[Extracted records]
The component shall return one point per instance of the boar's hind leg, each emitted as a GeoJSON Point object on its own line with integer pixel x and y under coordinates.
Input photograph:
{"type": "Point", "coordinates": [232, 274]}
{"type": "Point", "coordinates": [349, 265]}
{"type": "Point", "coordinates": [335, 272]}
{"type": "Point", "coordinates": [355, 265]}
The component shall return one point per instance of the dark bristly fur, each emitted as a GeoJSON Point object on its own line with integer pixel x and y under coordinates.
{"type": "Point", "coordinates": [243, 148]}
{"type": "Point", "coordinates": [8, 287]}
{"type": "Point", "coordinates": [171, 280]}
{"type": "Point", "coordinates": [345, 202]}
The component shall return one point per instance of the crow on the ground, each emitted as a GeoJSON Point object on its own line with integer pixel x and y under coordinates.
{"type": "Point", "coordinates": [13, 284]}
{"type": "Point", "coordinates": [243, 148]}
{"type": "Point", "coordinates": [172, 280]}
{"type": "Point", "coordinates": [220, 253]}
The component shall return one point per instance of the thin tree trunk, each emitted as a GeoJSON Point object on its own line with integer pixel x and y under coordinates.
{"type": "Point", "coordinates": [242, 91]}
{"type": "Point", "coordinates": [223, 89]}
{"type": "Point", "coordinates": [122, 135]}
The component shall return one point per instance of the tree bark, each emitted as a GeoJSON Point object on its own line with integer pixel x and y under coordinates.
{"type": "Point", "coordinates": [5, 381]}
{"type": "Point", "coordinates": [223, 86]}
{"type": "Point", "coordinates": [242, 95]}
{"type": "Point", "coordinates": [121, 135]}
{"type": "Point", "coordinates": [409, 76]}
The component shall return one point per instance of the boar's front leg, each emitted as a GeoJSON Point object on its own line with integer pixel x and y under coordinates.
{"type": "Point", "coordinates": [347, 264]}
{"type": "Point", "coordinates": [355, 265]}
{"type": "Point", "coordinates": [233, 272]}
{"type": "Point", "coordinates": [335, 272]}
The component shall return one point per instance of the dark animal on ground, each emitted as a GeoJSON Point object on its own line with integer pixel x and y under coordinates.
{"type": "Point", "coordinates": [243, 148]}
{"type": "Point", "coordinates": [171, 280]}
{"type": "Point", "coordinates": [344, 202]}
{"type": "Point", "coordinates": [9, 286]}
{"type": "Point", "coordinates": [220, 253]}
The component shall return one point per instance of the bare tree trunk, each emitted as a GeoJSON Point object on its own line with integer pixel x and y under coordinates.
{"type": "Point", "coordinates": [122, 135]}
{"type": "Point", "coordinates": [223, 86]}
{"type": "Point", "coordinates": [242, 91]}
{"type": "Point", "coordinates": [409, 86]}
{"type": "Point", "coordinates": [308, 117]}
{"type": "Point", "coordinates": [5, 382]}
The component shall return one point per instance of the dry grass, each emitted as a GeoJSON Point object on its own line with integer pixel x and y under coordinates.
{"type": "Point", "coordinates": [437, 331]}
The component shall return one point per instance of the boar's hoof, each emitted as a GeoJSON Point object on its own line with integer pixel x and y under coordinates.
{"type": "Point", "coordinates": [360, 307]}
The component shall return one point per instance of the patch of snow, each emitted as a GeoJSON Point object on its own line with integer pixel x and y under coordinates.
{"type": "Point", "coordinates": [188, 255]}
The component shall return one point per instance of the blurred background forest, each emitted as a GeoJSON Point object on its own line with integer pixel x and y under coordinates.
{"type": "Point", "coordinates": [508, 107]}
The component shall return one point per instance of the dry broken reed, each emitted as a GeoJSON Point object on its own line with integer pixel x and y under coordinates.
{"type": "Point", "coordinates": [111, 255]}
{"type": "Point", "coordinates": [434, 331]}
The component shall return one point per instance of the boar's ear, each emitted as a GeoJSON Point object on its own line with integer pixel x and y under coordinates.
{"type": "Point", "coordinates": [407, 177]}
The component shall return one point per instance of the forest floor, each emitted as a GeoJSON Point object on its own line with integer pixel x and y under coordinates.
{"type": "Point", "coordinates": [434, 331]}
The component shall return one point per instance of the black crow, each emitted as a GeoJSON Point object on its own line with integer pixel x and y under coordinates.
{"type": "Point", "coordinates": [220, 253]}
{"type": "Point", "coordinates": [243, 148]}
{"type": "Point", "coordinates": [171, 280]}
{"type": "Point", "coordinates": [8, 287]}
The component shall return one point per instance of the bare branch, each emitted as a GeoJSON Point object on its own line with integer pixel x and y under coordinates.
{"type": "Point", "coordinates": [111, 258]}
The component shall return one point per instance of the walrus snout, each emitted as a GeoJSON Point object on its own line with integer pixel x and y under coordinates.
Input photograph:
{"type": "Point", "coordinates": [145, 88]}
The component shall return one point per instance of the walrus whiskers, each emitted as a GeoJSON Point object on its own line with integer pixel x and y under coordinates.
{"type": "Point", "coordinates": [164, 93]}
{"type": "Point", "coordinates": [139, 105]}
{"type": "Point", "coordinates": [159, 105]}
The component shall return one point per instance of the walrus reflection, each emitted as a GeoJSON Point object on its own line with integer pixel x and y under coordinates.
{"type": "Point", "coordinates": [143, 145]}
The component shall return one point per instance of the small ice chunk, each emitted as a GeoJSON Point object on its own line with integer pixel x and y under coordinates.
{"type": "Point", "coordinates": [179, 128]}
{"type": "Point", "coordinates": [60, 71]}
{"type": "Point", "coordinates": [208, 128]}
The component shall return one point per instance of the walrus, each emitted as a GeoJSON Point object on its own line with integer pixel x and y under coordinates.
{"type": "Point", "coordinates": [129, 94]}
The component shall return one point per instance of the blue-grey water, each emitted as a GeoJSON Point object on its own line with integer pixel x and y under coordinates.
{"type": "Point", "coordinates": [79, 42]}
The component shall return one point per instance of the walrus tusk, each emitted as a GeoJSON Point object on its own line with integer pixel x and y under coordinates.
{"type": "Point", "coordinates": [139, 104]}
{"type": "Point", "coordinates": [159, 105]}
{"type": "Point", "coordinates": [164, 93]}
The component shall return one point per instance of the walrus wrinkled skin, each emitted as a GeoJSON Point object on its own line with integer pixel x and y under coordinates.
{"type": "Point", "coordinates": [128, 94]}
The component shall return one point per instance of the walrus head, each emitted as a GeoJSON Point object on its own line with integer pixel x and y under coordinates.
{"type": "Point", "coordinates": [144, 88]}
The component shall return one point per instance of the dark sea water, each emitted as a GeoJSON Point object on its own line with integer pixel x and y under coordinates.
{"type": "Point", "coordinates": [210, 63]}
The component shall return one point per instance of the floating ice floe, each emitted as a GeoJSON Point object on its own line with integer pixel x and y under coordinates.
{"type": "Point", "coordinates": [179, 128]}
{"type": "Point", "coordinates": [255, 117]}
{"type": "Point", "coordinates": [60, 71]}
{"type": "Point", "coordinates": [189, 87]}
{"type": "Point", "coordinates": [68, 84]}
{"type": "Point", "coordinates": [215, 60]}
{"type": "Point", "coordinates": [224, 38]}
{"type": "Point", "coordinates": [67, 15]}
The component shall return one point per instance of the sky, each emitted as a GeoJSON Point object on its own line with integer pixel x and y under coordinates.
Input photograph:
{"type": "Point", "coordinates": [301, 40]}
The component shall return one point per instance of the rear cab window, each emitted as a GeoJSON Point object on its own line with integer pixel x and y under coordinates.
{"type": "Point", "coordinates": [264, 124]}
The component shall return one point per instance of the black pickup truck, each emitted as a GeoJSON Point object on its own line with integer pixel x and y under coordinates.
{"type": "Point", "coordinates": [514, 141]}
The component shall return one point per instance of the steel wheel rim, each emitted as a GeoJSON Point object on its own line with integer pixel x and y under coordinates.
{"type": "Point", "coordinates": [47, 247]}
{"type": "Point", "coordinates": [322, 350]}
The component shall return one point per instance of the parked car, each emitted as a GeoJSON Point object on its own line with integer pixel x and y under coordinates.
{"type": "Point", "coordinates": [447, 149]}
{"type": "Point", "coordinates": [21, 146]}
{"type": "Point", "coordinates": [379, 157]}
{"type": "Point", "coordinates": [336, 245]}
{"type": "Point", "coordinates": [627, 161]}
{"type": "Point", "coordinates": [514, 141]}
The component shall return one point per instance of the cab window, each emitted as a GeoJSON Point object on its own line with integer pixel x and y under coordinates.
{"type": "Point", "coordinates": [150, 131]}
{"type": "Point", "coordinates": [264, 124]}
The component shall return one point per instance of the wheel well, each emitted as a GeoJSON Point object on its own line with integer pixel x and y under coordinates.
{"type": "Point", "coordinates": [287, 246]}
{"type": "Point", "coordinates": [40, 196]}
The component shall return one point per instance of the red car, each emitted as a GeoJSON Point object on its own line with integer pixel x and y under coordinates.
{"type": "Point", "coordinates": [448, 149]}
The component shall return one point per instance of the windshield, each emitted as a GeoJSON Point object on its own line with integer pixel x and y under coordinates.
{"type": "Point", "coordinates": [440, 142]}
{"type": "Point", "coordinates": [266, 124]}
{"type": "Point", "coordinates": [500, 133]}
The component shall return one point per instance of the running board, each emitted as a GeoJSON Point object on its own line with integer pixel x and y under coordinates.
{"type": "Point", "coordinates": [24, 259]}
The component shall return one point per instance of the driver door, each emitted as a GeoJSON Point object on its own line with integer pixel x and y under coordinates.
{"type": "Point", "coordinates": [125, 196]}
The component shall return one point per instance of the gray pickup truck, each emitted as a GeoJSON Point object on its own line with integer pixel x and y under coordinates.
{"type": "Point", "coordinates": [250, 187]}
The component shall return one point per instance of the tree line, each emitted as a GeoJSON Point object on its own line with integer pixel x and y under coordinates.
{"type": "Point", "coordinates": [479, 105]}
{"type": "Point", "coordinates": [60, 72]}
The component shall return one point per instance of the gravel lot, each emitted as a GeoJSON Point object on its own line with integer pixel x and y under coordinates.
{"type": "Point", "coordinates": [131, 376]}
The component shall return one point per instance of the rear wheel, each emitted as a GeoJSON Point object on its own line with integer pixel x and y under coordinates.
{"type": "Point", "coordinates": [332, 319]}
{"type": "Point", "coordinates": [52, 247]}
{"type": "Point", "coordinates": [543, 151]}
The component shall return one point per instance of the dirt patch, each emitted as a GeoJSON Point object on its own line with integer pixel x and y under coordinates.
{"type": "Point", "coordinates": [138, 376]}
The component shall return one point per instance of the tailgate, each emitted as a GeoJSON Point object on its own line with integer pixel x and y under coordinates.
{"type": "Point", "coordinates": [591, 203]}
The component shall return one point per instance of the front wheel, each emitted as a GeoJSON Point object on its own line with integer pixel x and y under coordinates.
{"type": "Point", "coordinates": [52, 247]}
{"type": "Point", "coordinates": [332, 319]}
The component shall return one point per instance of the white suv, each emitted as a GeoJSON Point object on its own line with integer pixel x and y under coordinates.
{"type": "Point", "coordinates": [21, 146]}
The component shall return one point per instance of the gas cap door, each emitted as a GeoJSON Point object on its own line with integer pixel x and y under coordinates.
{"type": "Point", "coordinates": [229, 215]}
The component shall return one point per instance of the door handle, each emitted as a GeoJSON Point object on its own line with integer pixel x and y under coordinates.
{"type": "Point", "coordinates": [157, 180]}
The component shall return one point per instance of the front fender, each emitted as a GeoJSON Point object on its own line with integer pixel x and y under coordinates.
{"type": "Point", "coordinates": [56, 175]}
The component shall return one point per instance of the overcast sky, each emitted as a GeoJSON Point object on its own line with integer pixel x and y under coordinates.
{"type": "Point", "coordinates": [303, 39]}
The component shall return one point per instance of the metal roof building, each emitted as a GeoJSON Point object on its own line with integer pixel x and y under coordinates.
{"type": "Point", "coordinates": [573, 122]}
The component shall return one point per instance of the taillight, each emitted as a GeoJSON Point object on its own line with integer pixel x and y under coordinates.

## WORK TO DO
Nothing but the lines from the line with "The component shall return one point per instance of the white" to the last line of the listing above should appear; please retype them exactly, both ends included.

## ANSWER TO THIS PROBLEM
The component shall return one point per instance of the white suv, each emitted as a GeoJSON Point object on its own line with integer pixel x and y under coordinates.
{"type": "Point", "coordinates": [21, 146]}
The component shall return one point per instance of the gas cap door, each emitted as a GeoJSON Point object on its own line with integer pixel x and y under coordinates.
{"type": "Point", "coordinates": [229, 215]}
The component shall return one point per instance of the door handle, each emitted as a GeoJSON Point object on its own line with integer pixel x and y under coordinates.
{"type": "Point", "coordinates": [157, 180]}
The component shall return one point per instance of the front fender, each emitted as a GeoJSON Point object on its own line with integer pixel x and y under coordinates.
{"type": "Point", "coordinates": [56, 175]}
The component shall return one point per instance of the overcast sky, each emitted as a GeoJSON Point object on its own line with integer pixel x and y under coordinates.
{"type": "Point", "coordinates": [303, 39]}
The component shall return one point per instance of the metal roof building, each emitted as a GeoJSON Point object on its own line with integer pixel x and y under coordinates.
{"type": "Point", "coordinates": [573, 122]}
The component shall return one point per instance of the taillight, each emitted as a GeoJSON Point object on its own line with integer pixel x and y under coordinates.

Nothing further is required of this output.